[SELECTED TEXT]
When the demographer Robert Malthus (1766 - 1834) famously outlined the brutal relationship between food and population, he never imagined the success of modern scientific agriculture. In the mid-20th century, an unprecedented agricultural advancement known as the Green Revolution brought hybrid seeds, chemical fertilizers, and improved irrigation that drove the greatest population boom in history - but left ecological devastation in its wake.
In The End of Plenty, award-winning environmental journalist Joel K. Bourne Jr. puts our race to feed the world in dramatic perspective. With a skyrocketing world population and tightening global grain supplies spurring riots and revolutions, humanity must produce as much food in the next four decades as it has since the beginning of civilization to avoid a Malthusian catastrophe. Yet climate change could render half our farmland useless by century's end.

[DATA SHOWN]
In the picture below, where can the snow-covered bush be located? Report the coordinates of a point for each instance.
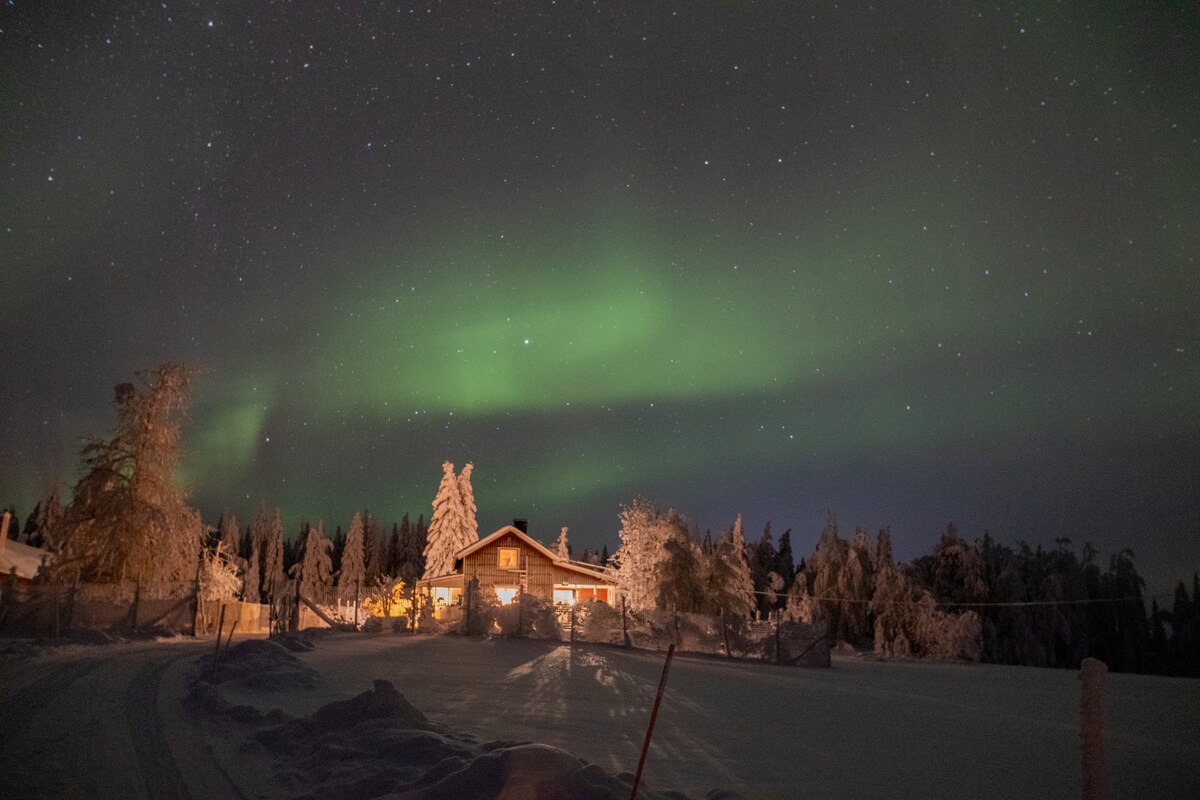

[TO BE DONE]
• a. Update the passage on The End of Plenty, starting at "In The End of" and ending at "by century's end.", so that "farmland" becomes "cropland".
• b. In the passage on The End of Plenty, why must humanity produce as much food in the next four decades as it has since the beginning of civilization?

[SOLUTIONS TO THE PROBLEMS]
• a.
In The End of Plenty, award-winning environmental journalist Joel K. Bourne Jr. puts our race to feed the world in dramatic perspective. With a skyrocketing world population and tightening global grain supplies spurring riots and revolutions, humanity must produce as much food in the next four decades as it has since the beginning of civilization to avoid a Malthusian catastrophe. Yet climate change could render half our cropland useless by century's end.

• b. It must do so to avoid a Malthusian catastrophe. The world population is skyrocketing, and tightening global grain supplies are spurring riots and revolutions.